### OBJECTIVE
Copy every line of the records below without changing anything, but leave the pictures out of your answer.

### EXERCISE MATERIAL

+===+

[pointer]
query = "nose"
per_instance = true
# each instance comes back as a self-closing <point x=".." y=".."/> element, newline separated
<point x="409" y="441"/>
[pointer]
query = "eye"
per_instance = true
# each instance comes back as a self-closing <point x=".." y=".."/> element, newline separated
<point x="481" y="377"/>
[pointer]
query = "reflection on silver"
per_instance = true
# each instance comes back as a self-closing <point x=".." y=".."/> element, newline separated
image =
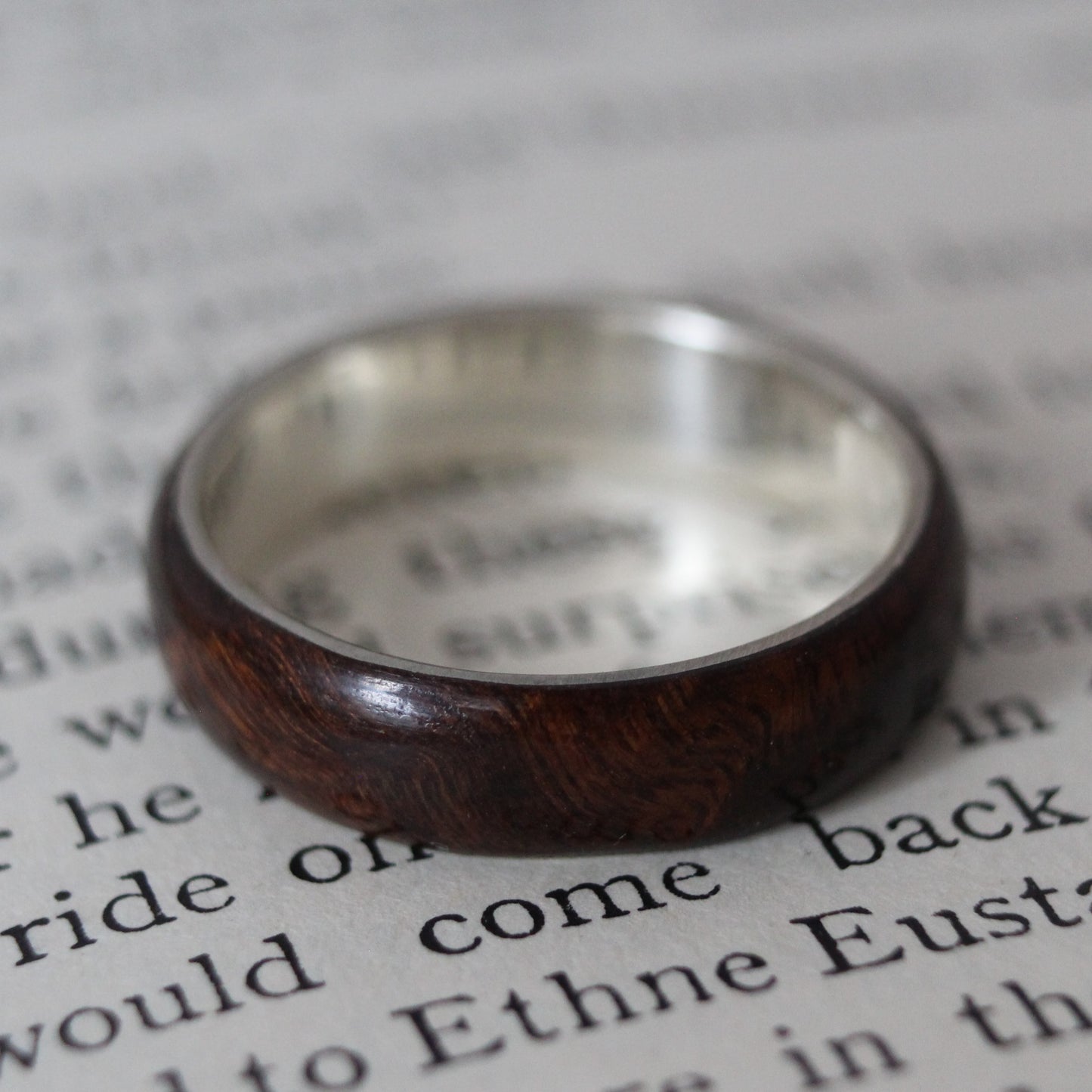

+===+

### ANSWER TO THIS EXERCISE
[pointer]
query = "nose"
per_instance = true
# each instance comes back as a self-closing <point x=".." y=".."/> element, newline separated
<point x="409" y="441"/>
[pointer]
query = "eye"
per_instance = true
# each instance comes back as a self-closing <point x=".." y=".."/> element, newline separated
<point x="481" y="377"/>
[pointer]
query = "reflection on silver"
per_instance = true
# each instance comes back as a self-closing <point x=".." y=".."/> element, newline separated
image =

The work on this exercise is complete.